::: Entries :::

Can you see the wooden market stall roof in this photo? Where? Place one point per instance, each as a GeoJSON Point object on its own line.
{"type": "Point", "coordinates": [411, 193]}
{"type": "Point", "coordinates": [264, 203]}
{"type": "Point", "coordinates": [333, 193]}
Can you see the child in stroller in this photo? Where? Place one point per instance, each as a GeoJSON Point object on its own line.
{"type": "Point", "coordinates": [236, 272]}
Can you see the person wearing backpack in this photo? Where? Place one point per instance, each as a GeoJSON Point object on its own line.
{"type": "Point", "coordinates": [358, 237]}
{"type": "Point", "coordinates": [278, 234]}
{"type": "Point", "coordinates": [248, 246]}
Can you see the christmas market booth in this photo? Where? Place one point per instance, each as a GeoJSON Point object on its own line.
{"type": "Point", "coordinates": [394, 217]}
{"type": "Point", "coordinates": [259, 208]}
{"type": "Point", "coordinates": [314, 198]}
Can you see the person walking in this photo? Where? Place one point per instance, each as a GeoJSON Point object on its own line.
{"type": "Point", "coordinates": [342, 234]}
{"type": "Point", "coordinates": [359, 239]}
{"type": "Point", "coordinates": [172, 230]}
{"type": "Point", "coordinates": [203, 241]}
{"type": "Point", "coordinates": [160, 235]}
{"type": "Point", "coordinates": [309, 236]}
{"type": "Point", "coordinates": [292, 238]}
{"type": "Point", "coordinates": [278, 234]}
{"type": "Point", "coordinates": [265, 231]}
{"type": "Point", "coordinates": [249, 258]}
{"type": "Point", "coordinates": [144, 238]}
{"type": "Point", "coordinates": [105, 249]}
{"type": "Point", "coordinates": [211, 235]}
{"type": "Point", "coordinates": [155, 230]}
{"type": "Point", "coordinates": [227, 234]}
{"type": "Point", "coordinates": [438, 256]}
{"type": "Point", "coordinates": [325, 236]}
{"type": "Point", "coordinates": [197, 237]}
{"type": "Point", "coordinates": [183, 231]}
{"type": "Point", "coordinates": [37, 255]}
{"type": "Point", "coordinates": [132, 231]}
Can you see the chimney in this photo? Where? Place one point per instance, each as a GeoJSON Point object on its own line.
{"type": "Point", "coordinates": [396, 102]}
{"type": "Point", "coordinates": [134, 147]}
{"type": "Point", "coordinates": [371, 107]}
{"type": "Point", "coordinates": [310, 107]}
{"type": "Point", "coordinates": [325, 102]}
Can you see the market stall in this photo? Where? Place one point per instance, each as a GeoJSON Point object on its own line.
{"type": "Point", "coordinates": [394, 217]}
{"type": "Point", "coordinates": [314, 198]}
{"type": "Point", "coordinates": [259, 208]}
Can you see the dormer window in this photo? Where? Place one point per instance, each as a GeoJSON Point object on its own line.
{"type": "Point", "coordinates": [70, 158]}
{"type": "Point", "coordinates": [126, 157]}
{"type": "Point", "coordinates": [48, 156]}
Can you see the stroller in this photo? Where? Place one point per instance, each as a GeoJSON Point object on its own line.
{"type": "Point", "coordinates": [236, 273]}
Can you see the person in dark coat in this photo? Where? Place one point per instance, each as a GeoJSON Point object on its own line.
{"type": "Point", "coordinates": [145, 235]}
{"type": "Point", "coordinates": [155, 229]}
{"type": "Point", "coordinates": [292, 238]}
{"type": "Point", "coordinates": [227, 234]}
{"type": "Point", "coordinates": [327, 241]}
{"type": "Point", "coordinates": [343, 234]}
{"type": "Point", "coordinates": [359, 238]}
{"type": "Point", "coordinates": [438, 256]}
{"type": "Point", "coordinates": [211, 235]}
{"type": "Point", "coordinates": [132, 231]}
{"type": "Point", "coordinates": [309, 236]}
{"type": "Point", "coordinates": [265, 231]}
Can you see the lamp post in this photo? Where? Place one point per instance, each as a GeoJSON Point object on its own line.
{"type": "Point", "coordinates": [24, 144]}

:::

● Problem description
From the line holding "Can you see the lamp" down to the final line above, quote every line exactly and only those lines.

● Response below
Can you see the lamp post in this photo? Where? Place one point per instance, each as a GeoJSON Point object on its own line.
{"type": "Point", "coordinates": [24, 144]}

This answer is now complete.